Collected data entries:
══════════
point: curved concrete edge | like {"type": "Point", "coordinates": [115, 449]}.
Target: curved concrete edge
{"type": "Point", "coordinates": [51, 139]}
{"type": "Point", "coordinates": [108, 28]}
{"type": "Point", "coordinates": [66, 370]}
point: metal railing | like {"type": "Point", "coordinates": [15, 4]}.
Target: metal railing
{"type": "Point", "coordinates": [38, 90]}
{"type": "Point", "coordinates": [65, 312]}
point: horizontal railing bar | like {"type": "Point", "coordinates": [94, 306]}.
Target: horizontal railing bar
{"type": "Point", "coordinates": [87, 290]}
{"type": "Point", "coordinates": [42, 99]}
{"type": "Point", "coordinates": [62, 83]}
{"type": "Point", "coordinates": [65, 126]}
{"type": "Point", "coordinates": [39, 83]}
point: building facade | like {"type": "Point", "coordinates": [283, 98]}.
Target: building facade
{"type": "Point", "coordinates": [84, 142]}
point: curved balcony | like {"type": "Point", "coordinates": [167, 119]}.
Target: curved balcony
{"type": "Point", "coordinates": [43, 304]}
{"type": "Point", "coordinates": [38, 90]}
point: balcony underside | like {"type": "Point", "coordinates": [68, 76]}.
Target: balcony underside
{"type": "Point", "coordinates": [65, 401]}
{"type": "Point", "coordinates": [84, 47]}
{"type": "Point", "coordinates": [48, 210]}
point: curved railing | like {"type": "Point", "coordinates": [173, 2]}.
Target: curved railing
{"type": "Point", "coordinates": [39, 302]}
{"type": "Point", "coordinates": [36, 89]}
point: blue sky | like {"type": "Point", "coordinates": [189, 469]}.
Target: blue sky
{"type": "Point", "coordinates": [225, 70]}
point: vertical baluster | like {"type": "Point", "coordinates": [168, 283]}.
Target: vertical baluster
══════════
> Task objective: Copy the material above again, switching each "railing" for "handrail" and leaving all else as it is.

> Finished exercise:
point: curved concrete edge | like {"type": "Point", "coordinates": [115, 449]}.
Target: curved concrete edge
{"type": "Point", "coordinates": [51, 139]}
{"type": "Point", "coordinates": [108, 28]}
{"type": "Point", "coordinates": [66, 370]}
point: metal handrail | like {"type": "Point", "coordinates": [15, 4]}.
Target: metal handrail
{"type": "Point", "coordinates": [38, 90]}
{"type": "Point", "coordinates": [65, 312]}
point: horizontal handrail bar | like {"type": "Point", "coordinates": [94, 306]}.
Target: horizontal handrail bar
{"type": "Point", "coordinates": [87, 290]}
{"type": "Point", "coordinates": [42, 99]}
{"type": "Point", "coordinates": [62, 83]}
{"type": "Point", "coordinates": [65, 126]}
{"type": "Point", "coordinates": [39, 83]}
point: building facade | like {"type": "Point", "coordinates": [283, 98]}.
Target: building facade
{"type": "Point", "coordinates": [84, 142]}
point: curved balcony | like {"type": "Point", "coordinates": [167, 119]}.
Target: curved balcony
{"type": "Point", "coordinates": [43, 304]}
{"type": "Point", "coordinates": [38, 90]}
point: balcony underside | like {"type": "Point", "coordinates": [68, 76]}.
Target: balcony underside
{"type": "Point", "coordinates": [65, 401]}
{"type": "Point", "coordinates": [84, 47]}
{"type": "Point", "coordinates": [48, 210]}
point: curved handrail | like {"type": "Point", "coordinates": [173, 2]}.
Target: curved handrail
{"type": "Point", "coordinates": [39, 302]}
{"type": "Point", "coordinates": [36, 89]}
point: blue sky | like {"type": "Point", "coordinates": [189, 469]}.
Target: blue sky
{"type": "Point", "coordinates": [225, 70]}
point: vertical baluster | like {"type": "Point", "coordinates": [168, 283]}.
Target: vertical baluster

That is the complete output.